● Provided passage:
- - -
Observing the Planets
Follow the tips below to improve your views of the planets!
1. Planet and Solar System Basics
The Sun, Planets, and Minor Bodies in the Solar System to scale
Our solar system consists of the planets and many smaller bodies orbiting around the sun at the center. Over 99% of the mass of the solar system is contained within the sun.
Planets are bodies of rock and or gas that orbit stars. With the thousands of objects that orbit stars, such as our Sun, planets are reserved for the largest and most prominent orbiting bodies.
The planets in our solar system are split into two main categories terrestrial (rocky planets), and gas giants. The terrestrial planets are small in comparison to the gas giants with the smallest planet Mercury being smaller than one of the moons of Jupiter. Our solar system is rather neatly organized, with the first four planets, Mercury, Venus, Earth, and Mars all terrestrial, and the outer four, Jupiter, Saturn, Uranus, and Neptune being gas giants. Most planetary systems we know of are not well organized, with planets larger than Jupiter closer to their star than Mercury.
2. Terrestrial Planets
Earth is the largest of the inner planets, with Venus a close second at 80% of the Earth's masses, followed by Mars with a little more than 10% of the mass of Earth, and Mercury the smallest at 5 %. If we could observe the Earth from the outside it would be the prettiest and most dynamic of the inner planets.
Venus and Mercury orbit closer to the Sun than the Earth does and so never appear far in the sky from the Sun. Viewing the planets is easiest at night when the glow of the Sun and are most easily seen at their greatest elongation, their farthest apparent distance from the Sun. This means Mercury is only easily seen a few days every 2 months, and Venus is not easily seen for 2 months when closest to the Sun.
Since Mars and the outer planets have orbits farther from the Sun than the Earth, their greatest elongation is referred to as opposition with the planet lying directly opposite in the sky of the Sun.
All of the inner planets have orbital distances with a similar magnitude of the Earth’s orbit, resulting in their distances being able to vary by a factor of 2 or more. As a result, they change in size and are largest when closest and smallest when farthest away. The outer planets also experience a change in size but it is much less drastic and apparent.
Terrestrial Planets to Scale
3. Gas Giants
The outer planets are gas giants, large swirling spheres of gas and ice on the outer lanes of the solar system. All these gaseous worlds have non-zero excess heat meaning that they radiate away more energy than they receive from the Sun. Their storms are driven by the heat that comes from within, with Jupiter having the most excess heat and Uranus the least.
- - -
● Entries supplied:
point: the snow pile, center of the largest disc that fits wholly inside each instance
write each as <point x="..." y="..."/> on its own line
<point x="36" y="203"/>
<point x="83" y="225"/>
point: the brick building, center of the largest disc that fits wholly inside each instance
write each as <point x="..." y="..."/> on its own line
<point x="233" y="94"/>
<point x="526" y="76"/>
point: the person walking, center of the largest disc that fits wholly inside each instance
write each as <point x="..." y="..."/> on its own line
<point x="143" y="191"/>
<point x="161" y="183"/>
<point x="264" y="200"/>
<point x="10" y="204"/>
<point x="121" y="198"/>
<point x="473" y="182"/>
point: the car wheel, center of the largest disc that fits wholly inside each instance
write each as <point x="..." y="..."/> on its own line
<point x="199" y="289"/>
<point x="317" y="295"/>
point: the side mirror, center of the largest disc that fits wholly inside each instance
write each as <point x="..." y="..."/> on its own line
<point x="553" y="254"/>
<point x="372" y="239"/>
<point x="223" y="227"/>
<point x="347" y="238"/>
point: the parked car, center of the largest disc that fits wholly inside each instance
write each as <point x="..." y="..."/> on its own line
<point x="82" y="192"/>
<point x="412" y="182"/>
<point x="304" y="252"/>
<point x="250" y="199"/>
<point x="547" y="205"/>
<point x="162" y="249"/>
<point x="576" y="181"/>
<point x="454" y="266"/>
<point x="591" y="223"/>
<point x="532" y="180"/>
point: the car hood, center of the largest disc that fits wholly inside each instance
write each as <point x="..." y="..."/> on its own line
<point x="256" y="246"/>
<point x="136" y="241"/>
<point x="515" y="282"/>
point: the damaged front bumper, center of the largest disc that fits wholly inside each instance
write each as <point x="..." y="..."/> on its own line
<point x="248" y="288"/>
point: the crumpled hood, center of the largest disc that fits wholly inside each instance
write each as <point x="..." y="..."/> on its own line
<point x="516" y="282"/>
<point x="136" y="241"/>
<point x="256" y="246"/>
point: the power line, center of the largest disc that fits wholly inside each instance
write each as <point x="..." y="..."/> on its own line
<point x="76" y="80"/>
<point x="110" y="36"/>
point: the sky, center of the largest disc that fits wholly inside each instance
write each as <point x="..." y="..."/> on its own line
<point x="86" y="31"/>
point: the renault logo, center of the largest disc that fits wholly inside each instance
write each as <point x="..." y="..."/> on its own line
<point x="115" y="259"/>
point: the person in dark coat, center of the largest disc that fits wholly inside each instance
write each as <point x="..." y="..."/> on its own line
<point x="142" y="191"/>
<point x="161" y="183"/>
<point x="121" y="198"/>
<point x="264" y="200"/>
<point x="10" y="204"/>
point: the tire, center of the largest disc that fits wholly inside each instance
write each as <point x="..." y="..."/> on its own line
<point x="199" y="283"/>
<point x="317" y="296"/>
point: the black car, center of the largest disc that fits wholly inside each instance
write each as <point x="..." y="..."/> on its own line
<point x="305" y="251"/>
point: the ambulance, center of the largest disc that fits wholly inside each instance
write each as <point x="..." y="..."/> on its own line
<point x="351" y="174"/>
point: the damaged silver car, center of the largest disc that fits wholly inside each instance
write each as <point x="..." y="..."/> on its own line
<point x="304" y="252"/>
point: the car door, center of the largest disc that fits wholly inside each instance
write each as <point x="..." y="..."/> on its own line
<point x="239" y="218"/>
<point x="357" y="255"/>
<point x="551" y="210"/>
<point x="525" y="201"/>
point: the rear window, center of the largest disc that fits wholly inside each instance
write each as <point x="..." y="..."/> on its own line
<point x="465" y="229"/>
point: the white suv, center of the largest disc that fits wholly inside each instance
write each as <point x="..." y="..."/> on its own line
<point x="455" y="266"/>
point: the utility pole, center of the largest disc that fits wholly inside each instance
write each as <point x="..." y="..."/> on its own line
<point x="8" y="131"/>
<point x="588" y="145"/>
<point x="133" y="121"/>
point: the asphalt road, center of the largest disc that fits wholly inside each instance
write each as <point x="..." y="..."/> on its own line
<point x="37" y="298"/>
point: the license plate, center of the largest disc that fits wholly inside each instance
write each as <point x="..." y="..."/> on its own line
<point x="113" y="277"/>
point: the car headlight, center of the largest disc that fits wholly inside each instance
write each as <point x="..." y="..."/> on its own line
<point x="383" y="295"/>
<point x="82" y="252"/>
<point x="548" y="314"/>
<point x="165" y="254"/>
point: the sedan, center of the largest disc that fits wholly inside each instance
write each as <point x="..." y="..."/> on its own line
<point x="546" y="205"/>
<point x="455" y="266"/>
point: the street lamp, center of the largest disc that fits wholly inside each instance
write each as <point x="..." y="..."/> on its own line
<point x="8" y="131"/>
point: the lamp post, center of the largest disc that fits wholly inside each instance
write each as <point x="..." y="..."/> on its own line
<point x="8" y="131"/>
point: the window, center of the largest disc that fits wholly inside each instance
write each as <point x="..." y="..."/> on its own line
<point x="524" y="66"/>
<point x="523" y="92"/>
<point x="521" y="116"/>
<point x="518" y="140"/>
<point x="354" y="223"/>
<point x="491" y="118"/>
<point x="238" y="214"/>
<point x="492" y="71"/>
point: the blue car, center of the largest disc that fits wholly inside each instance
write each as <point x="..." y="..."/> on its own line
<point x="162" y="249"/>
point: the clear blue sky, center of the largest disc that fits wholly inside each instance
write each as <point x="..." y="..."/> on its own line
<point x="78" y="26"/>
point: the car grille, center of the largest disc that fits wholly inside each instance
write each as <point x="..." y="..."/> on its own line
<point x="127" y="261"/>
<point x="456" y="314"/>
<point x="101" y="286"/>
- - -
● Tasks to perform:
1. Count the lines in the records above that contain the string "hood", with case counting. Give only the number.
2. Continue the text on observing the planets from where it stops.

● Answer set:
1. 2

2.
Jupiter is the most dynamic of the gas giants with an ever-changing atmosphere filled with storms and two prominent reddish-brown dust lanes. Saturn has gorgeous rings and occasional large high-contrast storms that rip across its disk.
Uranus observed in visible light is often a pale green featureless disk hanging in space and can appear quite odd in an eyepiece. Neptune is far away enough that its details can not be visually observed and require lucky imaging techniques from the ground.
All the gas giants have many moons, some of which can be seen when viewed with a telescope. Jupiter has four large moons that are named after Galileo for discovering them. Saturn has a handful of larger moons such as Titan, Iapetus, and Rhea. Uranus and Neptune may have one or two moons that are visible to the eye using large telescopes.
The Gas Giants to Scale
4. Viewing the Planets
The word planet comes from an ancient Greek word meaning to wander and they can be seen moving against the background sky day to day as they move in their orbits around the Sun. The naked eye planets appear as points of light to the unaided eye but do not twinkle like stars do. If you see a star that appears not to twinkle while the stars around it are, you are seeing a planet. I personally place the planets into three tiers from best to worst in regards to visually observing them.
Best: Venus, Jupiter, Saturn
Venus, Jupiter, and Saturn are always stunning. Venus dazzles brilliantly bright, Jupiter has vibrant colorful cloud belts, and Saturn has gorgeous rings. These planets are always a joy to observe and will always remember your first view of them in a telescope.
Interesting but Difficult: Mars, Mercury
Mars and Mercury I will plan to look at. Mars needs great seeing, well-collimated optics, and appropriate filtering to really see surface detail. These planets often require dedicated planning or longer setup times, and Mars only looks great near opposition. Mercury is always low in the sky and requires planning to set-up at a location with visibility of or near the horizon.
Dim and Difficult: Uranus, Neptune
Uranus and Neptune do not need any additional setup but well-collimated optics are a definite plus. Since they are not visible to the naked eye they take a while to find and with no surface detail, they are rather uninteresting. They are a fun challenge to find and observe!
Jupiter and the Galilean Moons at 180 x
5. Improving Planetary Views
Planets are bright but they are small in the sky. Planets are typically seen at high magnification and the equipment and environment need to support that.
Larger telescopes can show more detail:
Details in objects in space are limited by the resolution of the telescope and the seeing conditions. The diameter of the aperture of a telescope is linearly proportional to its resolution, with a larger telescope providing a higher resolution. An 8-inch telescope has a resolution of about 1 arcsecond while a 16-inch telescope has a resolution of about 0.5 arcseconds. One arcminute is 1/60th of a degree and one arcsecond is 1/60th of an arcminute. This means that a larger telescope will be able to resolve and show more detail if the optics are properly aligned. A large telescope with unaligned optics will not have great views.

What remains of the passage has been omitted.